● **WRITTEN TASKS**
**a)** According to the mailing-list reply about logical replication, where did the author add one example of how to specify the new parameter?
**b)** Reproduce every line of the listing after the mailing-list reply, requests included, and offset each bounding-box coordinate in the results by adding 90. Leave the pictures out.

● **EXTRACTED TEXT**
◆ ◆ ◆ ◆ ◆ ◆ ◆

Re: logical replication restrictions - Mailing list pgsql-hackers

From Euler Taveira
Subject Re: logical replication restrictions
Date
Msg-id acfc1946-a73e-4e9d-86b3-b19cba225a41@www.fastmail.com
Whole thread Raw
In response to Re: logical replication restrictions  (Peter Smith <smithpb2250@gmail.com>)
List pgsql-hackers
On Tue, Jul 5, 2022, at 5:41 AM, Peter Smith wrote:
Here are some review comments for your v4-0001 patch. I hope they are
useful for you.
Thanks for your review.

This thread name "logical replication restrictions" seems quite
unrelated to the patch here. Maybe it's better to start a new thread
otherwise nobody is going to recognise what this thread is really
about.
I agree that the $SUBJECT does not describe the proposal. I decided that it is
not worth creating a thread because (i) there are some interaction and they
could be monitoring this thread and (ii) the CF entry has the correct
description.

Similar to physical replication, a time-delayed copy of the data for
logical replication is useful for some scenarios (specially to fix
errors that might cause data loss).
I changed the commit message a bit.

Maybe take some examples from the regression tests to show usage of
the new parameter
I don't think an example is really useful in a commit message. If you are
checking this commit, it is a matter of reading the regression tests or
documentation to obtain an example of how to use it.

I think this should say that the units are ms.
Unit included.

Is the "integer" type here correct? It might eventually be stored as
an integer, but IIUC (going by the tests) from the user point-of-view
this parameter is really "text" type for representing ms or interval,
right?
The internal representation is integer. The unit is correct. If you use units,
the format is text that what the section [1] calls "Numeric with Unit".  Even
if the user is unsure about its usage, an example might help here.

SUGGESTION
As with the physical replication feature (recovery_min_apply_delay),
it can be useful for logical replication to delay the data
replication.
It is not "data replication", it is applying changes. I reworded that sentence.

SUGGESTION
Time spent in logical decoding and in transferring the transaction may
reduce the actual wait time.
Changed.

If the system clocks on publisher and subscriber are not
+          synchronized, this may lead to apply changes earlier than expected.

Why just say "earlier than expected"? If the publisher's time is ahead
of the subscriber then the changes might also be *later* than
expected, right? So, perhaps it is better to just say "other than
expected".
This sentence is similar to another one in the recovery_min_apply_delay. I want
to emphasize the fact that even if you use a 30-minute delay, it might apply a
change that happened 29 minutes 55 seconds ago. The main reason for this
feature is to avoid modifying changes *earlier*. If it applies the change 30
minutes 5 seconds, it is fine.

Should there also be a big warning box about the impact if using
synchronous_commit (like the other streaming replication page has this
warning)?
Impact? Could you elaborate?

I think there should be some examples somewhere showing how to specify
this parameter. Maybe they are better added somewhere in "31.2
Subscription" and xrefed from here.
I added one example in the CREATE SUBSCRIPTION. We can add an example in the
section 31.2, however, since it is a new chapter I think it lacks examples for
the other options too (streaming, two_phase, copy_data, ...). It could be
submitted as a separate patch IMO.

◆ ◆ ◆ ◆ ◆ ◆ ◆

● **DATA SHOWN**
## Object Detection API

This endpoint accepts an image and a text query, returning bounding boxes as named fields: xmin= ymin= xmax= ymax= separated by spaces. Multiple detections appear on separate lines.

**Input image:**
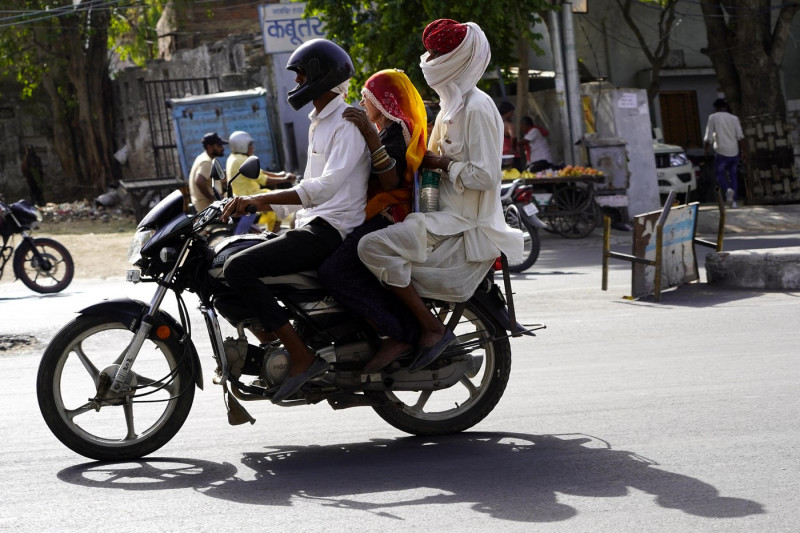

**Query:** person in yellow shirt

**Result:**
xmin=225 ymin=131 xmax=297 ymax=235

◆ ◆ ◆ ◆ ◆ ◆ ◆

● **TASK RESULTS**
**a)** In the CREATE SUBSCRIPTION documentation.

**b)**
## Object Detection API

This endpoint accepts an image and a text query, returning bounding boxes as named fields: xmin= ymin= xmax= ymax= separated by spaces. Multiple detections appear on separate lines.

**Input image:**

**Query:** person in yellow shirt

**Result:**
xmin=315 ymin=221 xmax=387 ymax=325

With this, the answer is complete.